— GOAL OF THE EXERCISE —
The required output is the line that contains "If you could point out the black shoe" plus every line after it in the listing below, copied exactly as it appears.

— RECORDS FOR THE TASK —
# # #
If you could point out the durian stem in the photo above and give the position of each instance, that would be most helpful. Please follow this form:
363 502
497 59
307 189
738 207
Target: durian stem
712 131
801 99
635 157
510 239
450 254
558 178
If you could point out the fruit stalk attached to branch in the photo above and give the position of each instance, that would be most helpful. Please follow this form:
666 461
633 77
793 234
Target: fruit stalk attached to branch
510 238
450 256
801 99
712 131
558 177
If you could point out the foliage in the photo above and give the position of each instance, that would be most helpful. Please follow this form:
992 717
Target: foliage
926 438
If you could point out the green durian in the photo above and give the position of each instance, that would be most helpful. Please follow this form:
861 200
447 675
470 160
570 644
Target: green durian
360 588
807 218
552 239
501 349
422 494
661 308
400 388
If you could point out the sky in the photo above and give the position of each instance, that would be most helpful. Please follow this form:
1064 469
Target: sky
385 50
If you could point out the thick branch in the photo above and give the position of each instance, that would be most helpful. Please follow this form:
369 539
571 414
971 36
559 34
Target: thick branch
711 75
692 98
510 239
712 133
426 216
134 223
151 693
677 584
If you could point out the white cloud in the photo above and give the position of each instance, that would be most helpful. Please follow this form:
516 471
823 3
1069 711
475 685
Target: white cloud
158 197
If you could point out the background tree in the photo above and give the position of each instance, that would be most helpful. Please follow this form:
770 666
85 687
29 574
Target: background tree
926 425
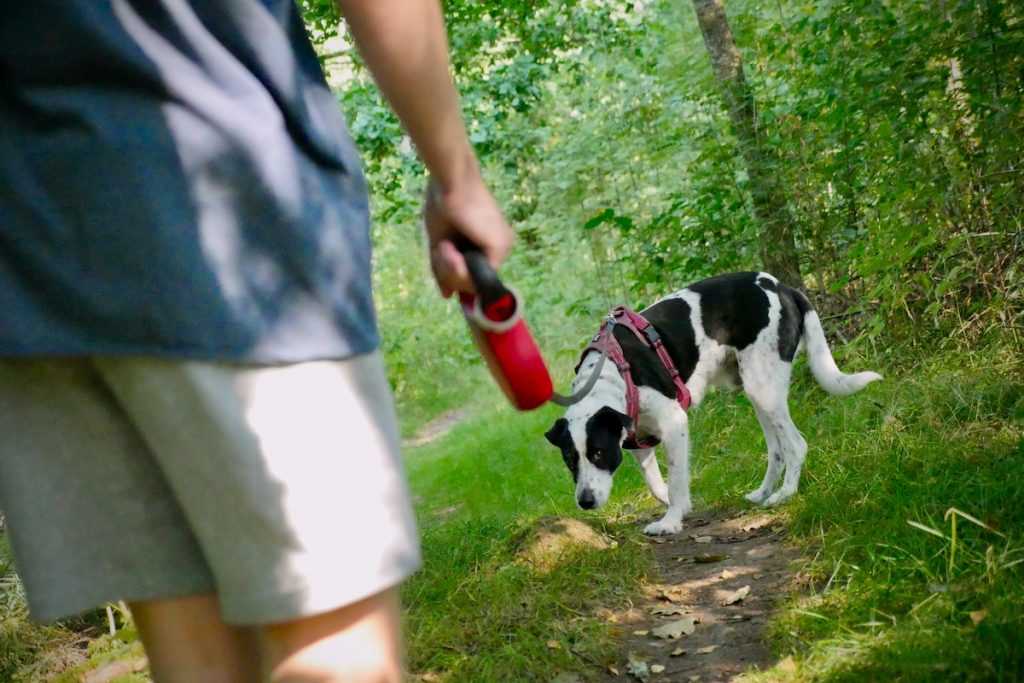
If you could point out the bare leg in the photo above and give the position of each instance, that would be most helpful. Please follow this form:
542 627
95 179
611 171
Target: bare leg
358 643
186 641
652 473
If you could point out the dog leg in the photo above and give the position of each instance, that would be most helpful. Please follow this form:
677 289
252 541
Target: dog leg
652 473
766 382
675 433
795 453
775 460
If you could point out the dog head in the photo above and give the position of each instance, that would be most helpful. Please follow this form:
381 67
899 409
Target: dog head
591 442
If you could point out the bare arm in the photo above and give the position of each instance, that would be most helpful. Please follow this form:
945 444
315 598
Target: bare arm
406 47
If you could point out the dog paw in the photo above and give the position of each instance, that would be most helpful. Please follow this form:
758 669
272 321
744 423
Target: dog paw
757 496
664 527
778 498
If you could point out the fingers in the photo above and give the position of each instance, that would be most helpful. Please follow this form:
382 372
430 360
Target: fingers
471 212
450 268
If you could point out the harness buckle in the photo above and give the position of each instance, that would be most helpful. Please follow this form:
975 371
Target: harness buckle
651 334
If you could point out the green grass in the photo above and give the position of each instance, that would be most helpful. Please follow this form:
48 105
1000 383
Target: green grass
886 599
478 611
879 599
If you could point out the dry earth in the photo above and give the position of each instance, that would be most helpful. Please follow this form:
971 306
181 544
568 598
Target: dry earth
719 581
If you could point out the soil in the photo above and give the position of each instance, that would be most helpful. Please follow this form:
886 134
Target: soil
435 429
700 570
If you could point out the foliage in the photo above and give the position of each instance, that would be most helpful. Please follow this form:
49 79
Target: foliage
895 129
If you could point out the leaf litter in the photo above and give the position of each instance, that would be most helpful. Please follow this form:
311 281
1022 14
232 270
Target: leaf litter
690 603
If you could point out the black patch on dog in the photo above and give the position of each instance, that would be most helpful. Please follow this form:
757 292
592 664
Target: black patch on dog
559 437
604 436
733 308
672 321
791 322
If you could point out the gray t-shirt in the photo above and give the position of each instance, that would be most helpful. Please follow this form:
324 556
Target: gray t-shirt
176 180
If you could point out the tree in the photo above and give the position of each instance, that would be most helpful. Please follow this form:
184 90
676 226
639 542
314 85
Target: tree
778 248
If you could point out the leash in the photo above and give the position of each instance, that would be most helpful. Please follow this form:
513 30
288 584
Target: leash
577 396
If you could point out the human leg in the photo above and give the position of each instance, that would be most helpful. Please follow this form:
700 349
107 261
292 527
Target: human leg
186 640
357 643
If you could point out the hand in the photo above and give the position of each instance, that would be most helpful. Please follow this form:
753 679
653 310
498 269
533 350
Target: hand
467 209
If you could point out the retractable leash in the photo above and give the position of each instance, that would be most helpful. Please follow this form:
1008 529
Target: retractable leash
495 317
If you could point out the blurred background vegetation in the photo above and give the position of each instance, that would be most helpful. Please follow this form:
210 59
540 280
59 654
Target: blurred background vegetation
873 147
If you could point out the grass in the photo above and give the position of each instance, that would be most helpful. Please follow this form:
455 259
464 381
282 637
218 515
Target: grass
478 611
890 590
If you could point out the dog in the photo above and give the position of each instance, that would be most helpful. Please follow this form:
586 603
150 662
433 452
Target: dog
735 331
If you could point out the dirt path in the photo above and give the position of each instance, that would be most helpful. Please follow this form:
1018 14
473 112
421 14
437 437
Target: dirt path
436 428
719 582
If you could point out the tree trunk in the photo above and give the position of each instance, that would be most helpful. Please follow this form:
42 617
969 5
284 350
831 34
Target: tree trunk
778 248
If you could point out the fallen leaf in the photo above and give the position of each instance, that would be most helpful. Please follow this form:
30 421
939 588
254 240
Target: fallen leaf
674 594
116 670
677 629
637 668
757 523
669 610
708 558
736 596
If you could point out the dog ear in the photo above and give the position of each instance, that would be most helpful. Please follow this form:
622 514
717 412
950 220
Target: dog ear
611 416
558 435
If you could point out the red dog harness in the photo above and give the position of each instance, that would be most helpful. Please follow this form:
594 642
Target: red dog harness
604 341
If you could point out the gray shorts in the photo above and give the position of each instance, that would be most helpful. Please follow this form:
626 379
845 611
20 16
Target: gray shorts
281 488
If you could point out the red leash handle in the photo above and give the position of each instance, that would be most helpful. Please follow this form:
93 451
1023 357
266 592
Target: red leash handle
495 314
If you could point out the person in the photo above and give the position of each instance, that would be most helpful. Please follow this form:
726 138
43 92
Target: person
196 419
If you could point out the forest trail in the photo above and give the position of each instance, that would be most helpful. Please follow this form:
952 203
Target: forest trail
718 583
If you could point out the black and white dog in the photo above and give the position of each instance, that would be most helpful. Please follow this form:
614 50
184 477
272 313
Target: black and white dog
738 330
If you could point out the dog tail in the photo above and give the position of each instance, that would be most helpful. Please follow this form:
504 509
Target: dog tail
822 365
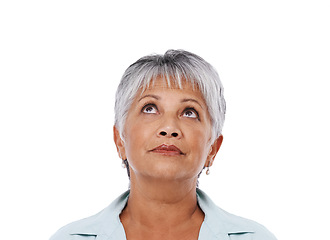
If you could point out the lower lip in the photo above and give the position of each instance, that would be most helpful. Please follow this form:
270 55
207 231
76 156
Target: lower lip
167 153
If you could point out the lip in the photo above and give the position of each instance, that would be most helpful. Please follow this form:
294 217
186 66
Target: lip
169 150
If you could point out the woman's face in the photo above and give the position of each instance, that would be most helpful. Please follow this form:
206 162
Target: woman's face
167 133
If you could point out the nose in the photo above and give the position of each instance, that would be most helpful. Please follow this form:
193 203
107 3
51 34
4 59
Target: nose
169 128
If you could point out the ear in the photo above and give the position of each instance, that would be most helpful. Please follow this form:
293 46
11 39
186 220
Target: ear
119 143
213 151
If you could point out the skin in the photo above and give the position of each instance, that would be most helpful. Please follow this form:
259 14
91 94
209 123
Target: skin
162 202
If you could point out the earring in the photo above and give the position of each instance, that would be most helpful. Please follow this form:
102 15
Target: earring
208 169
123 165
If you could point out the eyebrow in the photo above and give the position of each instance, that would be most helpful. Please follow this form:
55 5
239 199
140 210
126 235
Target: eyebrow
192 100
150 95
183 100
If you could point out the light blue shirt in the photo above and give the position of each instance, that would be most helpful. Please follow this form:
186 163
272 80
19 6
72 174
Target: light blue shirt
217 225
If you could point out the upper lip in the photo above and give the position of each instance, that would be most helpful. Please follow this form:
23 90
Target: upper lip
170 148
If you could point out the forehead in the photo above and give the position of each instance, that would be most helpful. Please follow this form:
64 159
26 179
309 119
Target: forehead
162 84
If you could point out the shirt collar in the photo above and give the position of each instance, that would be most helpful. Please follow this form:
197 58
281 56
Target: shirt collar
106 224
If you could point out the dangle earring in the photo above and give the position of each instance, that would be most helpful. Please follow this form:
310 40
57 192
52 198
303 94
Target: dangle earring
208 169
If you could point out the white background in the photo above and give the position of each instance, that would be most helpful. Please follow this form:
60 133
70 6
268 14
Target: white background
61 61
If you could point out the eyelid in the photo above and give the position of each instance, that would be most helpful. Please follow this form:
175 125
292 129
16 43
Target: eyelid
192 109
149 104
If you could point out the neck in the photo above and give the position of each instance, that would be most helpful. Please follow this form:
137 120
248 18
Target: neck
155 203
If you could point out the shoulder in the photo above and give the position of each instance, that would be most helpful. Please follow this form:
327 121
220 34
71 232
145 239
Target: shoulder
81 227
237 224
104 223
222 222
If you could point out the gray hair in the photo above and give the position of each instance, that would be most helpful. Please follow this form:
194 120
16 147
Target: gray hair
177 66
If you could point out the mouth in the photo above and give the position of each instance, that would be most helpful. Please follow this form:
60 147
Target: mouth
169 150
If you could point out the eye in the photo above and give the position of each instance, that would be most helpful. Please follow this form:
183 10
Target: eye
150 108
190 113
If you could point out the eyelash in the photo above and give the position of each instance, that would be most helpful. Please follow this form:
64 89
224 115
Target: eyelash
186 109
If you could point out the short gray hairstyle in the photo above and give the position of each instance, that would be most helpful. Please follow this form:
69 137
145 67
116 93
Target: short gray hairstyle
174 67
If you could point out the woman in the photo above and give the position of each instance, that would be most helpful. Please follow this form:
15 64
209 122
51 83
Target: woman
169 111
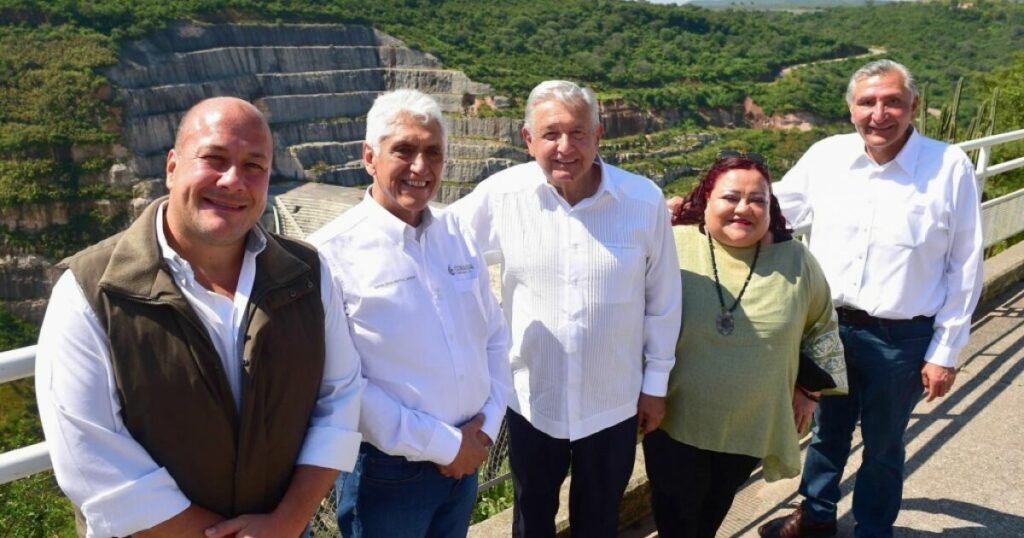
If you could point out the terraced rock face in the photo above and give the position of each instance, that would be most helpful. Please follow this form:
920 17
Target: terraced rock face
314 83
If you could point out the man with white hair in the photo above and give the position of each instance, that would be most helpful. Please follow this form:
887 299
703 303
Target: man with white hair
591 288
895 223
432 340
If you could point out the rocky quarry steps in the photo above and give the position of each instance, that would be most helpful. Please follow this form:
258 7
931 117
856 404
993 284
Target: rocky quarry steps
315 84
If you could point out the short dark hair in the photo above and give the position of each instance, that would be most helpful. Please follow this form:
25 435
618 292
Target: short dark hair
692 210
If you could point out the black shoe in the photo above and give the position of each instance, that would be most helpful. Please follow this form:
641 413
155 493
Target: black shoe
797 526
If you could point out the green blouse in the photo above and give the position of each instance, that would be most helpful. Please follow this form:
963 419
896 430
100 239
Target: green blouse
734 394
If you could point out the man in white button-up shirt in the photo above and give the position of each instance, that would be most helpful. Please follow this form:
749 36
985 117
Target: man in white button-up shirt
185 371
896 226
591 288
433 342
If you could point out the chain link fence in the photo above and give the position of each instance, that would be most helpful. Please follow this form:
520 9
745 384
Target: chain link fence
492 472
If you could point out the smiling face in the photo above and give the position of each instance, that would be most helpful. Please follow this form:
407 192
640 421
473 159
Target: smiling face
# # #
— THE ANSWER —
If you could point out the black shoe in the photo above and give the position of each instance, that would be most helpful. Please follow this form:
641 413
155 493
Target: black shoe
797 526
If you could point out the green blouse in the photo above and give the position of each instance, that would be most helpful. Please follow this form:
963 419
896 430
100 239
Target: green blouse
734 394
If you could point out the man in white button-up shirt in the photo above and give the position of each instance, that would be most helpful. Please follow this form:
749 36
985 117
Target: man in white button-up shirt
185 371
896 226
591 288
433 342
If you could point out the chain link fence in the photo above and give the position of each instance, that would be most helpful. Please follow this form:
520 9
745 384
Target: chain link fence
492 472
If you could point out the smiling face in the photo above and give the position of each instance, that would be most helpful. Please follow this form:
407 192
640 421
473 159
Target: smiling face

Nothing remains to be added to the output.